* Direction *
Could you write out every line of the records below again, shifting each x and y coordinate in the answers up by 117?

** Begin Data supplied **

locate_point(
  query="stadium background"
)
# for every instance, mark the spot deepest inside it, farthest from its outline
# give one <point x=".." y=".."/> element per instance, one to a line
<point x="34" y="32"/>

** End Data supplied **

* Task answer *
locate_point(
  query="stadium background"
)
# for every instance, mark the spot deepest inside it, farthest from its outline
# give one <point x=".." y=".."/> element per instance, one to a line
<point x="151" y="149"/>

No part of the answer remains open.